# Gestellte Aufgabe 1
Schreibe aus dem Text über die Parteienfinanzierung den Abschnitt wortgetreu ab, der mit den Worten „Verfassungsauftrag wurde 18“ beginnt und mit „eigentlichen Empfänger zuflossen.“ endet.

# Lesetext
____
In den Anfängen der Bundesrepublik konnte als Faustregel gelten, daß die mitgliederstarke SPD sich überwiegend aus Beiträgen finanzierte, während Unionsparteien, FDP, DP und BHE vor allem von Zuwendungen der Wirtschaft lebten. Der Bankier und Adenauer-Intimus Robert Pferdmenges baute seit 1952 in allen Bundesländern Spendensammelorganisationen auf. Großspender zahlten direkt an die "Staatsbürgerliche Vereinigung", die in der Flick-Affäre endgültig als "Spendenwaschanlage" enttarnt wurde. Von den so gesammelten Geldern erhielt die Union mehr als die Hälfte und die FDP ein Drittel. Den Rest bekamen DP und BHE. Freilich flossen die Gelder nur bei Wohlverhalten: So ließ der "Bundesverband der Deutschen Industrie" 1961 der CDU-Bundesgeschäftsstelle den monatlichen Scheck über 100.000 Mark sperren, weil Adenauer gegen seinen Willen die D-Mark aufgewertet hatte. Die FDP bekam den Geldhahn zugedreht, als sie vor den Bundestagswahlen von 1953 der CDU die Wähler von rechts her abspenstig zu machen versuchte.

 

Verfassungsauftrag wurde 18 Jahre lang mißachtet

Eigentlich waren die Parteien schon seit 1949 durch Artikel 21 des Grundgesetzes verpflichtet, über die Herkunft ihrer Mittel Rechenschaft abzulegen. Die ebenfalls vorgeschriebene Ausführung dieser Bestimmung durch ein Bundesgesetz war aber über viele Jahre hinweg unterblieben - eine glatte Mißachtung der Verfassung durch die herrschenden Parteien, die wohl Gründe hatten, ihre Finanzquellen im Dunkeln zu halten. Auch das 1967 erlassene Parteiengesetz sorgte nicht für die nötige Transparenz. Es blieb üblich, größere Gelder für die Parteien zu kaschieren, indem man sie zunächst als Spenden an parteinahe Stiftungen und ähnliche "Spendenwaschanlagen" deklarierte. Das hatte zudem den Vorteil, daß die Spenden von der Steuer abgesetzt werden konnten, bevor sie dem eigentlichen Empfänger zuflossen.
____
Gesammelte Dateneinträge
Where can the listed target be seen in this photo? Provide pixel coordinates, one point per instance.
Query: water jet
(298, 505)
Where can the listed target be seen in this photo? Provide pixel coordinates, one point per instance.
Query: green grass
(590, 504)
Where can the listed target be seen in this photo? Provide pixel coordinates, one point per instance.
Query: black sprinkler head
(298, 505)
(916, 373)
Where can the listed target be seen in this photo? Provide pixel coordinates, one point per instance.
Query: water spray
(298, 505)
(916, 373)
____
# Gestellte Aufgabe 2
Entnimm sämtliche Zeilen unter „Gesammelte Dateneinträge“ oben und gib sie unverändert wieder.

# Ergebnis 1
Verfassungsauftrag wurde 18 Jahre lang mißachtet

Eigentlich waren die Parteien schon seit 1949 durch Artikel 21 des Grundgesetzes verpflichtet, über die Herkunft ihrer Mittel Rechenschaft abzulegen. Die ebenfalls vorgeschriebene Ausführung dieser Bestimmung durch ein Bundesgesetz war aber über viele Jahre hinweg unterblieben - eine glatte Mißachtung der Verfassung durch die herrschenden Parteien, die wohl Gründe hatten, ihre Finanzquellen im Dunkeln zu halten. Auch das 1967 erlassene Parteiengesetz sorgte nicht für die nötige Transparenz. Es blieb üblich, größere Gelder für die Parteien zu kaschieren, indem man sie zunächst als Spenden an parteinahe Stiftungen und ähnliche "Spendenwaschanlagen" deklarierte. Das hatte zudem den Vorteil, daß die Spenden von der Steuer abgesetzt werden konnten, bevor sie dem eigentlichen Empfänger zuflossen.

# Ergebnis 2
Where can the listed target be seen in this photo? Provide pixel coordinates, one point per instance.
Query: water jet
(298, 505)
Where can the listed target be seen in this photo? Provide pixel coordinates, one point per instance.
Query: green grass
(590, 504)
Where can the listed target be seen in this photo? Provide pixel coordinates, one point per instance.
Query: black sprinkler head
(298, 505)
(916, 373)
Where can the listed target be seen in this photo? Provide pixel coordinates, one point per instance.
Query: water spray
(298, 505)
(916, 373)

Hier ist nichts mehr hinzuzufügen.